Object position labeling entries
_____

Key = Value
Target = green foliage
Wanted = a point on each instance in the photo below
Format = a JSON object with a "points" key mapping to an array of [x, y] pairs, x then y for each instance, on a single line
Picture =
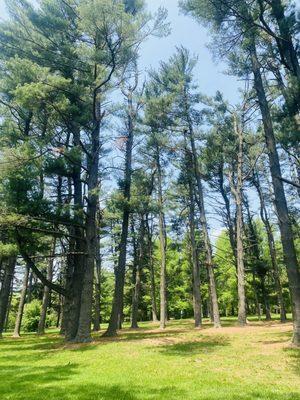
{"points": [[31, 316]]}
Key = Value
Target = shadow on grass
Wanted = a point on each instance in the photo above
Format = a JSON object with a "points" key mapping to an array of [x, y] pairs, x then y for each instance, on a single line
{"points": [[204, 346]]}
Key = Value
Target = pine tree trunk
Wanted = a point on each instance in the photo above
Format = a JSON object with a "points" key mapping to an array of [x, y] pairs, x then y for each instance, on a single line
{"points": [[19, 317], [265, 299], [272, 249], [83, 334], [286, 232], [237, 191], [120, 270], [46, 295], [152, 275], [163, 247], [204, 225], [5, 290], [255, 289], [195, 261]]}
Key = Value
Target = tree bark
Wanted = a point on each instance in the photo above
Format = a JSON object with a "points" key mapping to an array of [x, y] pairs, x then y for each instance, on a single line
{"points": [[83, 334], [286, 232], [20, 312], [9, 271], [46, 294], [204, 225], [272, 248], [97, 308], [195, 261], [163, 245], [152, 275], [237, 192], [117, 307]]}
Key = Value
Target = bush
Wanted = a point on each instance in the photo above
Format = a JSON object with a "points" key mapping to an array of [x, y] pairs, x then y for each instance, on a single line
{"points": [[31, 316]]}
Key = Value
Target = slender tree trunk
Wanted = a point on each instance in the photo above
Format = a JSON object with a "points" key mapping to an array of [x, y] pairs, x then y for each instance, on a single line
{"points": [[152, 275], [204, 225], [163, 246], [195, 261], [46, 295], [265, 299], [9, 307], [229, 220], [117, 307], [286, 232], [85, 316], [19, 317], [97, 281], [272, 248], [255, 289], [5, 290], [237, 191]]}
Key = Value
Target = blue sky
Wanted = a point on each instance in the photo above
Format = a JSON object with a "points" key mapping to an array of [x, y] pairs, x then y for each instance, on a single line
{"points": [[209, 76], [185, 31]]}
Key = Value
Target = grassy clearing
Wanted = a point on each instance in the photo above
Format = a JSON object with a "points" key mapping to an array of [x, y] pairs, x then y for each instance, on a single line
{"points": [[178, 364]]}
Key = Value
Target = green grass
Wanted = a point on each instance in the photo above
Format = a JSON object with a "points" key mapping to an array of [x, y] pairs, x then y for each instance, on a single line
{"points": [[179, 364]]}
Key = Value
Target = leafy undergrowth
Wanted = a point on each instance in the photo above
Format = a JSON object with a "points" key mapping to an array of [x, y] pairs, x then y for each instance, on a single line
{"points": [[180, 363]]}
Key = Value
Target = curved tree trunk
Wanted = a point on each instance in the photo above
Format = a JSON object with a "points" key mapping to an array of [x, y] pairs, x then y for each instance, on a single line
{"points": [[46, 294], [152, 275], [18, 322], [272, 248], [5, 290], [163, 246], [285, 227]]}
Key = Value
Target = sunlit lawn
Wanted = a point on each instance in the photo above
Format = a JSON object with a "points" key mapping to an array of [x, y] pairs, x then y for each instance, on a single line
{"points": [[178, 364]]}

_____

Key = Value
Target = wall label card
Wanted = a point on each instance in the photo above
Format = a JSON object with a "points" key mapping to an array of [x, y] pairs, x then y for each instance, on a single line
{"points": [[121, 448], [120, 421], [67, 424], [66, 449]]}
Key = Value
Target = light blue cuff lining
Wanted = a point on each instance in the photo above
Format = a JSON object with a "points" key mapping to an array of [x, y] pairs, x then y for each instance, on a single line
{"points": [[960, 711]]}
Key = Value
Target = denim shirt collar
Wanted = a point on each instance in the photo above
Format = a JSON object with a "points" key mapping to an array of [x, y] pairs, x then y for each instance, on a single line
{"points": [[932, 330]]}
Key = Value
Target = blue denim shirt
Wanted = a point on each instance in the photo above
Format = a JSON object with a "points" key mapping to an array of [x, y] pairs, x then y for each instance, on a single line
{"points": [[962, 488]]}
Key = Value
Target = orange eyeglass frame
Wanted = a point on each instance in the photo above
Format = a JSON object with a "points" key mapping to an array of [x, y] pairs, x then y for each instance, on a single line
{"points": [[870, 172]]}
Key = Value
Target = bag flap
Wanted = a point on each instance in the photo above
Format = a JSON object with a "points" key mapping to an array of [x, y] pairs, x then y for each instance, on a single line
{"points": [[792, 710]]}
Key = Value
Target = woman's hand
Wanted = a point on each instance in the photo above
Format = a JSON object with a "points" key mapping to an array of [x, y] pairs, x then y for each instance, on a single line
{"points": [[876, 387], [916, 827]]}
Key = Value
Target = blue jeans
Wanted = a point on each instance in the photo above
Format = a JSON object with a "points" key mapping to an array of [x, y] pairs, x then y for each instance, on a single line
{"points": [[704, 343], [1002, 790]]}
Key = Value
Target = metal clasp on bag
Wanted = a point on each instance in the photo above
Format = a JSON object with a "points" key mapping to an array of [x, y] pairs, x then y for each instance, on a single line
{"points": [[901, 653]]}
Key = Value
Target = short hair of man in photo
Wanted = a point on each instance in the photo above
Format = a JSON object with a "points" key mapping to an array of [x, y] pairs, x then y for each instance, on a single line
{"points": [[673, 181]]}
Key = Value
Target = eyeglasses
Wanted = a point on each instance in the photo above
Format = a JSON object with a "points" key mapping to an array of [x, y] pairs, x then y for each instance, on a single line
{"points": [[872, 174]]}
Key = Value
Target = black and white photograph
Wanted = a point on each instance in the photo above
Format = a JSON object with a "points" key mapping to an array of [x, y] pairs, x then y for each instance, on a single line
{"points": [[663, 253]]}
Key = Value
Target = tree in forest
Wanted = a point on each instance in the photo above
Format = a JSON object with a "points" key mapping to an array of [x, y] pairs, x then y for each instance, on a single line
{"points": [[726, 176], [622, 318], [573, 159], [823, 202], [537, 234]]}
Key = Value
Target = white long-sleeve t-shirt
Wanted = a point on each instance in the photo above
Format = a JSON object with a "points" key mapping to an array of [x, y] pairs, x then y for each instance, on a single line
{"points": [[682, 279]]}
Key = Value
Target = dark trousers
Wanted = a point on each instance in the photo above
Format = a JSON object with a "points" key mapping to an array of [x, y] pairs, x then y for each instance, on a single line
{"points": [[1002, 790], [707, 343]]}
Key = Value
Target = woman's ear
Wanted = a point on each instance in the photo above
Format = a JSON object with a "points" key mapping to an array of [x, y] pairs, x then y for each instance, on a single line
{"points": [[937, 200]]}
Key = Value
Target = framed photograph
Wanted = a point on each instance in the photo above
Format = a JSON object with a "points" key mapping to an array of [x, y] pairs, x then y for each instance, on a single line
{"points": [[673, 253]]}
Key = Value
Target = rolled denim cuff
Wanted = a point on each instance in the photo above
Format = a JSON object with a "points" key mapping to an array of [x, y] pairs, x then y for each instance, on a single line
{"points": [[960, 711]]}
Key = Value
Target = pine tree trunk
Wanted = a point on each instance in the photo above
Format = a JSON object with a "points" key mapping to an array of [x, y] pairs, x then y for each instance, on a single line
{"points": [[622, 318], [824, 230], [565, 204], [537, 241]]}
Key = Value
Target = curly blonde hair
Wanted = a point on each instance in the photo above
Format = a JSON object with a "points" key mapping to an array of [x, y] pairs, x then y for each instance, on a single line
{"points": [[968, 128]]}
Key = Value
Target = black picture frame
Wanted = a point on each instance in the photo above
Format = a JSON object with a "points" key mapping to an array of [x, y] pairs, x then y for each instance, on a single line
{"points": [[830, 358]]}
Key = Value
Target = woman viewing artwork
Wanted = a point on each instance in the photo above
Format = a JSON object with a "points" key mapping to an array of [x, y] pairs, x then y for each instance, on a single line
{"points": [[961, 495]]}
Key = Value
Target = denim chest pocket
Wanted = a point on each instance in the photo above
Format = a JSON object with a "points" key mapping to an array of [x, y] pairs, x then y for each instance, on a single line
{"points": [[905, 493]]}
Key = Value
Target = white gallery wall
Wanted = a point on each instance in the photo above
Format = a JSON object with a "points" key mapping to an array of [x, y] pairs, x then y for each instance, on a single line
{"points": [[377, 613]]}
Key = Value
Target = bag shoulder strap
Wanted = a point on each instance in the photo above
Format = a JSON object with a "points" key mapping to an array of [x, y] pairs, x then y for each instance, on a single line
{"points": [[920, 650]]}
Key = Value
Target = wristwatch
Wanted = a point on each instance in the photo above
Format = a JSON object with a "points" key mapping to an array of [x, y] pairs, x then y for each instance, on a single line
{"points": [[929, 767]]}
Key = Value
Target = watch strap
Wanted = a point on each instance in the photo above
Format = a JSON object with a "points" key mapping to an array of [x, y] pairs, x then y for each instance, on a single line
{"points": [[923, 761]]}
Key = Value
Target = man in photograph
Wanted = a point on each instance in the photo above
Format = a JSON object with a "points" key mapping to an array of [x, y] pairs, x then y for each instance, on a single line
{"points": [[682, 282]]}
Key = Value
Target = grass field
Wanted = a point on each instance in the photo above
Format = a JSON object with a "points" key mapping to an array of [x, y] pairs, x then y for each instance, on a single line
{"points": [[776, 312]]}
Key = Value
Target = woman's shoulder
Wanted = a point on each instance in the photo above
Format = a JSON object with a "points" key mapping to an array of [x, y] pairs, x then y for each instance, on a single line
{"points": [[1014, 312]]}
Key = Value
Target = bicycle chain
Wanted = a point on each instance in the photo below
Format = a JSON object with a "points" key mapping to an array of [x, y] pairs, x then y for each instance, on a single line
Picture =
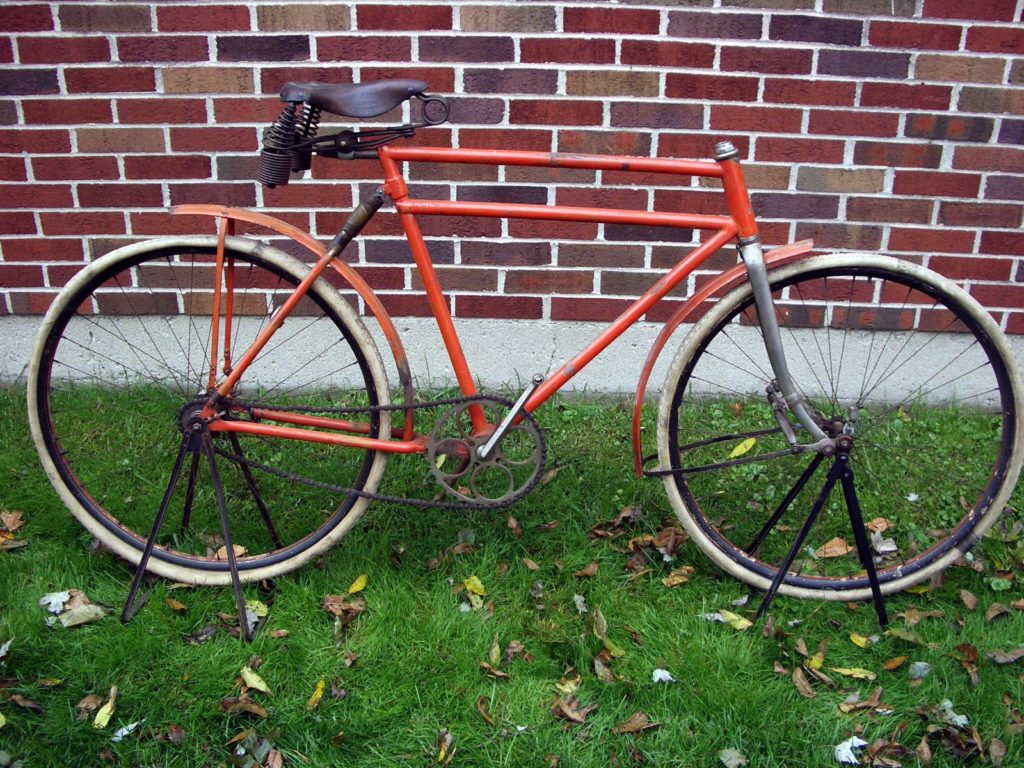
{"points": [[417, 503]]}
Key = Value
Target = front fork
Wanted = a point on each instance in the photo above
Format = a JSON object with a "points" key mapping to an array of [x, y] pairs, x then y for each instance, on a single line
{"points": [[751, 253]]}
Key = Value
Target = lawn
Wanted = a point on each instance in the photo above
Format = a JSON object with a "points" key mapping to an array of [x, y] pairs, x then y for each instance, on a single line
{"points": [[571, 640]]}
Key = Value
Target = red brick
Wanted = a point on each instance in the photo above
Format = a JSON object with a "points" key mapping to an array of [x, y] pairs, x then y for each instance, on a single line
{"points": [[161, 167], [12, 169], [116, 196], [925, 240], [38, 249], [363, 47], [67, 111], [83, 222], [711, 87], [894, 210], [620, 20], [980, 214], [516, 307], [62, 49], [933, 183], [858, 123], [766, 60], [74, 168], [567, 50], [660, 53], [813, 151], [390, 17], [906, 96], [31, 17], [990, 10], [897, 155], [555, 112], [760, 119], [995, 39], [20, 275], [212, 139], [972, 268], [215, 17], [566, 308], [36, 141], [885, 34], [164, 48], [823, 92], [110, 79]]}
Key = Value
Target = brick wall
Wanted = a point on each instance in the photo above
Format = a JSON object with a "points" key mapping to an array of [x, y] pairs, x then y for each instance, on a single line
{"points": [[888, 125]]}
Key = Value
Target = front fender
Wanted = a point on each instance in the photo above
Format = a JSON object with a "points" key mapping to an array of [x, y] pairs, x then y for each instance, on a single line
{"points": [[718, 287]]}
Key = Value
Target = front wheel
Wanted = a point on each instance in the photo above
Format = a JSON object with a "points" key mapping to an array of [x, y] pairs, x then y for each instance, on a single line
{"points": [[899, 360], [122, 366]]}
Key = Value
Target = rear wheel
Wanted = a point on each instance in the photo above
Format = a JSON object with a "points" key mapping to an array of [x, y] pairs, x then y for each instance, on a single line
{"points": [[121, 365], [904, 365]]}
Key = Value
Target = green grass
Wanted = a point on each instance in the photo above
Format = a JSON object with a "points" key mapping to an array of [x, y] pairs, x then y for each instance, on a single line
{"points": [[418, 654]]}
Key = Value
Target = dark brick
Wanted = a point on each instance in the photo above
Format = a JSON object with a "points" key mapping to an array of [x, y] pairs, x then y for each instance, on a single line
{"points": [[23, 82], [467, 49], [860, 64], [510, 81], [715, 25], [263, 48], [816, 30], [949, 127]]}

_____

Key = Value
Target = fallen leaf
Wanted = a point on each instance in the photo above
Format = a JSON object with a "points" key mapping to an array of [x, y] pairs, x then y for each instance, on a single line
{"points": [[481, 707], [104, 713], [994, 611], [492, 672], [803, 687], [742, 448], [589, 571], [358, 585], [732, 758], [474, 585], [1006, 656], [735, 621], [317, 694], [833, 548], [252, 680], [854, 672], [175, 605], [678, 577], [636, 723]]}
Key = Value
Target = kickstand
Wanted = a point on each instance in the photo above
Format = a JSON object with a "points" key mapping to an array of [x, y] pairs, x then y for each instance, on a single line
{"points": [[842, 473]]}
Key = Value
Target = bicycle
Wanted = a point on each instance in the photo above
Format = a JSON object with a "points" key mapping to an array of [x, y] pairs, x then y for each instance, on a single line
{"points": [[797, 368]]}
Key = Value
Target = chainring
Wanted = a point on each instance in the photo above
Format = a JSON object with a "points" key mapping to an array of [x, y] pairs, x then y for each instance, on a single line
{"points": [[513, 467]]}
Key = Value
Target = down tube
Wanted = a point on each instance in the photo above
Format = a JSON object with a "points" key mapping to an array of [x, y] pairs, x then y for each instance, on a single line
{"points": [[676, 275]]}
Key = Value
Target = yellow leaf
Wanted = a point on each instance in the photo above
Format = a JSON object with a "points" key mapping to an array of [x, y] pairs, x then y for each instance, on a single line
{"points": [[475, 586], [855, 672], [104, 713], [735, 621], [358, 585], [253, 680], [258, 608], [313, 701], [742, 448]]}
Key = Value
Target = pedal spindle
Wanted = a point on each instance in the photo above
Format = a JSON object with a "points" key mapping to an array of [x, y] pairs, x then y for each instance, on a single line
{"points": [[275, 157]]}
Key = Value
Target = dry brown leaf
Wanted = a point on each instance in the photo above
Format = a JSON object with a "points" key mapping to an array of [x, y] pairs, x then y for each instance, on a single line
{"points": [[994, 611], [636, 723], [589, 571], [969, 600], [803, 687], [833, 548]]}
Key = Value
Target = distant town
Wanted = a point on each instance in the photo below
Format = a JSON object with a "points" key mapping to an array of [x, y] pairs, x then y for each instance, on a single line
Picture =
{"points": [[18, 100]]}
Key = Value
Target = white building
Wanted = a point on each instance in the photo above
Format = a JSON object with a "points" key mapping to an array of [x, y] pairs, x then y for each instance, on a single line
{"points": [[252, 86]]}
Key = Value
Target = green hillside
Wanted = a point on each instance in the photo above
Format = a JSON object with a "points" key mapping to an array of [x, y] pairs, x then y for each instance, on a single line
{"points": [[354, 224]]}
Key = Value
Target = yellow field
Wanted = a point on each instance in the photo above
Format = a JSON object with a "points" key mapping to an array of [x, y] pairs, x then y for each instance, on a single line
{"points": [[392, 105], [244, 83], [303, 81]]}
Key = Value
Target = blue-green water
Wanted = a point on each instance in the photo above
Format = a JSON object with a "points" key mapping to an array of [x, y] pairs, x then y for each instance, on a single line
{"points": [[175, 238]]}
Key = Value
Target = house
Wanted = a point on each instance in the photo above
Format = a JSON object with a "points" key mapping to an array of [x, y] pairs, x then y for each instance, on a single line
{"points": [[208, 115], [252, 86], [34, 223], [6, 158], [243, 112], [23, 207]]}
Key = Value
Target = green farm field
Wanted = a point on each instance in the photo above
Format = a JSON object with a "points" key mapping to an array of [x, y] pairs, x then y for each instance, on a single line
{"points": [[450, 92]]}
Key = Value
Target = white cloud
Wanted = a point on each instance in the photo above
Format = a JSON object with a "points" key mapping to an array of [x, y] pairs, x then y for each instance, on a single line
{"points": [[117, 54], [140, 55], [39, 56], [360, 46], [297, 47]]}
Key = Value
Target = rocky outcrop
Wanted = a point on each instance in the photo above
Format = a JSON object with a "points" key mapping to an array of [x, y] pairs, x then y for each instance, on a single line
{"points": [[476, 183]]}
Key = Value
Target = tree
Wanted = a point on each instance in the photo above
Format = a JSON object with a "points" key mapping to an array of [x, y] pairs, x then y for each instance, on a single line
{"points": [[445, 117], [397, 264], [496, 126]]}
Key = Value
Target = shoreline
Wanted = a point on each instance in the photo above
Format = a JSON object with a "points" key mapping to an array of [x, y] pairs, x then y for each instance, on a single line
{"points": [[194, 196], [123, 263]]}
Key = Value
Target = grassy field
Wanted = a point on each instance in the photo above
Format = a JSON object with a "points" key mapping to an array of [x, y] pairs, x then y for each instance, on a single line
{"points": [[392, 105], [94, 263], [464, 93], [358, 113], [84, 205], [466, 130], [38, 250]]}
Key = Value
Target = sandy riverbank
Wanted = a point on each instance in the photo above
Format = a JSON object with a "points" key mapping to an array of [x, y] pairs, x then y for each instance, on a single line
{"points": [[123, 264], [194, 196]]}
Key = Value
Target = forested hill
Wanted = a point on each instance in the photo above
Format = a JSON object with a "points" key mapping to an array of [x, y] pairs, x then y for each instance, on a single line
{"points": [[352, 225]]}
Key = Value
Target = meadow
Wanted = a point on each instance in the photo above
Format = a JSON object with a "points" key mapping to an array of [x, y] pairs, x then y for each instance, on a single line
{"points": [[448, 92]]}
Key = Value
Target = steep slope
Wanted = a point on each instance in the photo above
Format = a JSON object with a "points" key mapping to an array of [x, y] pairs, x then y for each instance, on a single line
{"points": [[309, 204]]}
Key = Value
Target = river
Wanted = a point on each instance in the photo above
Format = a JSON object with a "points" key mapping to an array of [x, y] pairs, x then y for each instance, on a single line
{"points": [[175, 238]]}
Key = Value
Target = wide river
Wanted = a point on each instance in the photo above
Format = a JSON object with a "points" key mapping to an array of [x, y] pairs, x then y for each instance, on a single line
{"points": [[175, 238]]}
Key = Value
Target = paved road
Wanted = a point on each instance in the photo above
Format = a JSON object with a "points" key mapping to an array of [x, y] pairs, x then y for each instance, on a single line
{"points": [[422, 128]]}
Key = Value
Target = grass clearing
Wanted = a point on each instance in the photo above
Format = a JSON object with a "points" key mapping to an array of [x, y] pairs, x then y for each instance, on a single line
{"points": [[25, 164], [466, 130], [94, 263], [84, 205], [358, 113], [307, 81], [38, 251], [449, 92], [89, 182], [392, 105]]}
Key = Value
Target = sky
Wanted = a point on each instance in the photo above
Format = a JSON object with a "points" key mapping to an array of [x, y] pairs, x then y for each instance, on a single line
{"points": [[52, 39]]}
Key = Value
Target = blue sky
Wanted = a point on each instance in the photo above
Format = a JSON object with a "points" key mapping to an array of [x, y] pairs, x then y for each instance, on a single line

_____

Prompt
Filter the records above down to the lines that contain the word "denim", and copy each of those lines out. Match the case exactly.

Solved exercise
Target = denim shirt collar
Target = blue denim shirt
Target = rolled denim cuff
Target = denim chest pocket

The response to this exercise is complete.